» Your instructions
Reproduce verbatim the rows below, from the one containing "Each instance receives one keypoint. Annotate the wood plank" through the final row, with both ends included.
━━ Material provided
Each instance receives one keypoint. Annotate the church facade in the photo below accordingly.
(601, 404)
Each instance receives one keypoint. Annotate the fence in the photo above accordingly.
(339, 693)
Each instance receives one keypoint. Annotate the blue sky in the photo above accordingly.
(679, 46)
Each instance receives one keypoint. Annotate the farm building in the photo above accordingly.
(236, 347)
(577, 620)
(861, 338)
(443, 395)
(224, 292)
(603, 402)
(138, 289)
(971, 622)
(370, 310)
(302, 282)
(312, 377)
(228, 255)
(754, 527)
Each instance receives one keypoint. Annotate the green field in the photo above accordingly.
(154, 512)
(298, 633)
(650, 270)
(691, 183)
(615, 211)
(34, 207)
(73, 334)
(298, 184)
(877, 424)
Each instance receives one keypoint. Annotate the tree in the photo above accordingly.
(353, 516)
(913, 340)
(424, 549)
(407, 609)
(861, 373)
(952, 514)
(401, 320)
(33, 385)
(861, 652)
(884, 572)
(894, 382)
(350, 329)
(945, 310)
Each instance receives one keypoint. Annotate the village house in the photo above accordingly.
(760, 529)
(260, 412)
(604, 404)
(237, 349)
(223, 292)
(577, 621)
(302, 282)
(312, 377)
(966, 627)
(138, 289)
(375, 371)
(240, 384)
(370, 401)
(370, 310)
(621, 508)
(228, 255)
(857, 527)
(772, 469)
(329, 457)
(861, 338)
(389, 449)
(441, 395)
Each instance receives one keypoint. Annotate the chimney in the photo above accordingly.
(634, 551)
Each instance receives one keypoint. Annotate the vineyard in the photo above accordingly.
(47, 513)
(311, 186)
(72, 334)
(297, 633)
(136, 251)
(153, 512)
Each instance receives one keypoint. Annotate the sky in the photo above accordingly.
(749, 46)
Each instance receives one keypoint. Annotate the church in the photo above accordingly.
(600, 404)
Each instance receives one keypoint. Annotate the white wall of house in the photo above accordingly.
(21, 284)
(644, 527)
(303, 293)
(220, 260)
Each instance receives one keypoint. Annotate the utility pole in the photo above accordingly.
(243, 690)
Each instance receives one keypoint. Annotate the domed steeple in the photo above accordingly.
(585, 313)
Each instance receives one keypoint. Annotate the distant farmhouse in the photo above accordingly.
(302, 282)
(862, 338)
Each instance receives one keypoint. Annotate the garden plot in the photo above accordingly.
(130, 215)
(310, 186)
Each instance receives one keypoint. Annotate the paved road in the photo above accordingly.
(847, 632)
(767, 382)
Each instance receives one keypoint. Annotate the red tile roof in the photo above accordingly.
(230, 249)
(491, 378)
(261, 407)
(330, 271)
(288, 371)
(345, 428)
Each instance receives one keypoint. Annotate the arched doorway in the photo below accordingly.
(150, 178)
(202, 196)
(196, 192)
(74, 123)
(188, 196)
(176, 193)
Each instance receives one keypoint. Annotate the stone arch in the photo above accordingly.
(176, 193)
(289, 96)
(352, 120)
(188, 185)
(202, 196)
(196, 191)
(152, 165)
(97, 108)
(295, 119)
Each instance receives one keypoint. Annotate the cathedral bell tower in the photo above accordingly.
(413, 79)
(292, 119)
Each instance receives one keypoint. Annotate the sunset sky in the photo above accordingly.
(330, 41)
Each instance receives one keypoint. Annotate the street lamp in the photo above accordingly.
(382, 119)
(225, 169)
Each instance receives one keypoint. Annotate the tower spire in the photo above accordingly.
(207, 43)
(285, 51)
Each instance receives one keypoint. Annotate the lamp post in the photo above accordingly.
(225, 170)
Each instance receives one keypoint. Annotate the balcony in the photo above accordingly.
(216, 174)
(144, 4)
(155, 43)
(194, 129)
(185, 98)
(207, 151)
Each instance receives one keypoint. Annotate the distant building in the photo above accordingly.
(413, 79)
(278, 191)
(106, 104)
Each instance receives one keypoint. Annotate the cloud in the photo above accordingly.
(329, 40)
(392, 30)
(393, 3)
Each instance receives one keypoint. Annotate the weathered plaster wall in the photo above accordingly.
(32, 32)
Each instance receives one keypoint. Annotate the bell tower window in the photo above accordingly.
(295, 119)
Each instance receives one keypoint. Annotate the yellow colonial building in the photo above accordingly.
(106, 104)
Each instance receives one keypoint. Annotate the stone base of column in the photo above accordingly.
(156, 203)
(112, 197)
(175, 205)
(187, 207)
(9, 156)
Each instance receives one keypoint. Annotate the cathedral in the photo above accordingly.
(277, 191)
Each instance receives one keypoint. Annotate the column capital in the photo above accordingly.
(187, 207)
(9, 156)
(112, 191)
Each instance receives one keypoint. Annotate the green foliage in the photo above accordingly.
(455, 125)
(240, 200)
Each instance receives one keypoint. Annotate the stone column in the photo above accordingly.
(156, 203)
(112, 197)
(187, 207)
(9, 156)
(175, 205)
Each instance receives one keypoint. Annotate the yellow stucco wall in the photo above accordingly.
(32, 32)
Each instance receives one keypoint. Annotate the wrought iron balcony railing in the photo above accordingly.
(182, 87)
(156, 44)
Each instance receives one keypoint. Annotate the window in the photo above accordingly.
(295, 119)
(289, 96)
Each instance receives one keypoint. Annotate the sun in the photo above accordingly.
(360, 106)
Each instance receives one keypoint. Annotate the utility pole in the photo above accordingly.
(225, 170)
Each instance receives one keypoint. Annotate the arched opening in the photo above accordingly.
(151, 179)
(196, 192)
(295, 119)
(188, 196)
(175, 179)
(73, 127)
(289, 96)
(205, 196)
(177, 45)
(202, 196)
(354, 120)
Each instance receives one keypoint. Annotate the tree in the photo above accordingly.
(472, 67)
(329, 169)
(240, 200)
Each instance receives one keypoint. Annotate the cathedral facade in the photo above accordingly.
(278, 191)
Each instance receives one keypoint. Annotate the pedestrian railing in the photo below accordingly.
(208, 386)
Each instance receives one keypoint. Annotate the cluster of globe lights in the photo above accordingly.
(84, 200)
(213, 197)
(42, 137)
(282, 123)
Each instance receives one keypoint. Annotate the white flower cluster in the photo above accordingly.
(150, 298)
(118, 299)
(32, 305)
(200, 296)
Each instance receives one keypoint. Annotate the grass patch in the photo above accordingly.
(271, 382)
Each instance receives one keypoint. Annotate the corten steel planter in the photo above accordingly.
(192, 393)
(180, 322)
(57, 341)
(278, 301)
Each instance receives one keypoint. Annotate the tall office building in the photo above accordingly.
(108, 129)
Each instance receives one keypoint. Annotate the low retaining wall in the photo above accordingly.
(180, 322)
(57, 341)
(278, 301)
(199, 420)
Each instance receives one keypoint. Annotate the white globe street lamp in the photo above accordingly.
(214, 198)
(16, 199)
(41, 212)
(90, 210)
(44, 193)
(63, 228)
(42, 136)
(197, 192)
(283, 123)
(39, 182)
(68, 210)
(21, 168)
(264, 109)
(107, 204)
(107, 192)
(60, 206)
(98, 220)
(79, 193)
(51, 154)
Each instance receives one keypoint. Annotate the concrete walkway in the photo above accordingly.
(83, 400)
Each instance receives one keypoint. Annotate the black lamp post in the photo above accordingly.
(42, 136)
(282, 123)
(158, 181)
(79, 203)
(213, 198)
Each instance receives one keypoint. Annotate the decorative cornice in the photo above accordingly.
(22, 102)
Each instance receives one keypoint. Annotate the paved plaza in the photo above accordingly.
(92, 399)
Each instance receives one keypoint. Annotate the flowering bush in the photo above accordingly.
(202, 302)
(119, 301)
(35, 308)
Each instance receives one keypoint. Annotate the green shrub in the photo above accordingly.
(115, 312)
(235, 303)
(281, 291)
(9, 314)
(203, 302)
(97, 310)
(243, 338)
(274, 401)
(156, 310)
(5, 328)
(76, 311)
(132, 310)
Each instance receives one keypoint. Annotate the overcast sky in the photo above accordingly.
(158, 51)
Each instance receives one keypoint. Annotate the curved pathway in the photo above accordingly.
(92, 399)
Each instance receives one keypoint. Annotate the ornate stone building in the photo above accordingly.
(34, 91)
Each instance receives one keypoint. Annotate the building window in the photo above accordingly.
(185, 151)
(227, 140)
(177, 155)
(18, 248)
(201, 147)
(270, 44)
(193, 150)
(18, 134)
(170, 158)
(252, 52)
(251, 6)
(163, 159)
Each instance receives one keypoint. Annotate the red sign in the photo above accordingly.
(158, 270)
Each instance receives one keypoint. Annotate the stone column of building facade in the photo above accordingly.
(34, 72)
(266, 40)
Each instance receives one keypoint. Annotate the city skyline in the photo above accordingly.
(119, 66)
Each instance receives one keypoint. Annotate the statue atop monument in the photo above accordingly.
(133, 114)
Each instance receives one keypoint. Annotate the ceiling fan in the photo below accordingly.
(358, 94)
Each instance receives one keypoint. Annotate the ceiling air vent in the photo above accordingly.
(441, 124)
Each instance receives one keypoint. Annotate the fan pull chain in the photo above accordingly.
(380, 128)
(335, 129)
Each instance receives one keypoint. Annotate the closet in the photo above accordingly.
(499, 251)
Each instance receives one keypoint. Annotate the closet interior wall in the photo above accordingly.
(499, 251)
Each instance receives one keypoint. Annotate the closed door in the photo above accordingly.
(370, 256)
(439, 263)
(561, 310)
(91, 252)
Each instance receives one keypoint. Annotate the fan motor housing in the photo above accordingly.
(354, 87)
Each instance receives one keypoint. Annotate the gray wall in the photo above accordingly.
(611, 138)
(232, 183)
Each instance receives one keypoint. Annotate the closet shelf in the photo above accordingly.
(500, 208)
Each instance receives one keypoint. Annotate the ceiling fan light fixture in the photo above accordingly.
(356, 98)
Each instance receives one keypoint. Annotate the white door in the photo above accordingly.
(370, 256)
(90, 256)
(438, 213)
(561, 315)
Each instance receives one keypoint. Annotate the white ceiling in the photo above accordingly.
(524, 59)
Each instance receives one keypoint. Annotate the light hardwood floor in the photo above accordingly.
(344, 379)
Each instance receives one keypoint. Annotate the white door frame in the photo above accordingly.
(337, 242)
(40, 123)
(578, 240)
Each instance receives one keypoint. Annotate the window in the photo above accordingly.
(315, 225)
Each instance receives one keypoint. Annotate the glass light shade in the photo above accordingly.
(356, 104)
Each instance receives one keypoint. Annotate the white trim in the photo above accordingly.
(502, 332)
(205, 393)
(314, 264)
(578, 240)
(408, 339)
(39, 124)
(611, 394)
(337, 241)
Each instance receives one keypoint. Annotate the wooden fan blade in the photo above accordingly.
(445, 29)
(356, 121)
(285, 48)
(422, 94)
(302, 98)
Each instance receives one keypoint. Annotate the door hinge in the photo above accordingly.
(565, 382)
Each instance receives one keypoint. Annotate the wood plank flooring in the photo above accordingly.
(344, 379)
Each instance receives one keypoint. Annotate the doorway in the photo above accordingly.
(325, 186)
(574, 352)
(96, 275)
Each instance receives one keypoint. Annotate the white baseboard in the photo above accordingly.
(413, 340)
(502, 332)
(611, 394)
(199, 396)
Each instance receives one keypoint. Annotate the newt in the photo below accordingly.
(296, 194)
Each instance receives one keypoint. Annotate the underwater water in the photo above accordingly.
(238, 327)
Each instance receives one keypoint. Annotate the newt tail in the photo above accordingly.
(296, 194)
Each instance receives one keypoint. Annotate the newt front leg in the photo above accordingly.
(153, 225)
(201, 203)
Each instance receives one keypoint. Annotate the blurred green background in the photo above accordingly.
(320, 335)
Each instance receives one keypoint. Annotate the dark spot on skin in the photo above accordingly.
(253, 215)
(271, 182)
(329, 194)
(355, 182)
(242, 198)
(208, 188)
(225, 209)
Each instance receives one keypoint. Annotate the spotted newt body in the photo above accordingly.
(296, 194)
━━━━
» Task result
Each instance receives one keypoint. Annotate the wood plank flooring in the photo above accordingly.
(344, 379)
Each instance receives one keypoint. Annotate the doorway in the photo above accordingly.
(325, 186)
(574, 352)
(96, 275)
Each instance receives one keypoint. Annotate the white baseboard in the photo above accordingly.
(413, 340)
(502, 332)
(611, 394)
(199, 396)
Each instance receives one keypoint. Annotate the newt in the photo below accordingly.
(296, 194)
Each instance receives one keypoint. Annotate the underwater water in the photo above accordingly.
(238, 327)
Each instance receives one keypoint. Annotate the newt tail in the photo above accordingly.
(296, 194)
Each instance receives one keypoint. Annotate the newt front leg in the photo above accordingly.
(153, 225)
(201, 203)
Each instance receives one keypoint. Annotate the blurred green background in the photo above accordingly.
(320, 335)
Each instance receives one keypoint. Annotate the dark spot on skin in the photo above accordingly.
(253, 215)
(271, 182)
(329, 194)
(355, 182)
(242, 198)
(208, 188)
(225, 209)
Each instance receives one keypoint. Annotate the spotted newt body in the photo above accordingly.
(296, 194)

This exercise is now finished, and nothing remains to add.